* Requirement
Retype the whole listing that follows, line for line.

*** Input data Section Begins ***

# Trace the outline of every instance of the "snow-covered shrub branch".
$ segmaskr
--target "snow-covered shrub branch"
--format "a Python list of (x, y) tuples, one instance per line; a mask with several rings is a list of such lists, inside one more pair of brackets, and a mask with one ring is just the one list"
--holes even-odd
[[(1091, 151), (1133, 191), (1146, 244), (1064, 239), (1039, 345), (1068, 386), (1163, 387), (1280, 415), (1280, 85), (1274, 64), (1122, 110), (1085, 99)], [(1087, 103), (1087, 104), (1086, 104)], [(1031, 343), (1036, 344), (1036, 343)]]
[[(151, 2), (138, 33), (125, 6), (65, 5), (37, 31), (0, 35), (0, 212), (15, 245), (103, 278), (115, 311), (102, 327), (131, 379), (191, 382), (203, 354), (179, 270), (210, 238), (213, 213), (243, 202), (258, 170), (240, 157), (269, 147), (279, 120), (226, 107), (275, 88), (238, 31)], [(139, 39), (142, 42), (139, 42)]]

*** Input data Section Ends ***

* Written answer
# Trace the outline of every instance of the "snow-covered shrub branch".
$ segmaskr
--target "snow-covered shrub branch"
--format "a Python list of (x, y) tuples, one instance per line; a mask with several rings is a list of such lists, inside one more pair of brackets, and a mask with one ring is just the one list"
--holes even-odd
[[(1091, 151), (1133, 191), (1146, 244), (1064, 239), (1039, 345), (1068, 386), (1163, 387), (1280, 415), (1280, 85), (1274, 64), (1122, 110), (1085, 99)], [(1087, 103), (1087, 104), (1086, 104)], [(1031, 343), (1036, 344), (1036, 343)]]
[[(151, 2), (138, 33), (125, 6), (65, 5), (37, 31), (0, 35), (0, 212), (15, 245), (103, 278), (115, 311), (102, 327), (131, 379), (191, 382), (203, 354), (179, 270), (210, 238), (213, 213), (243, 202), (258, 170), (240, 157), (269, 147), (279, 120), (226, 107), (275, 88), (238, 31)], [(139, 39), (142, 42), (139, 42)]]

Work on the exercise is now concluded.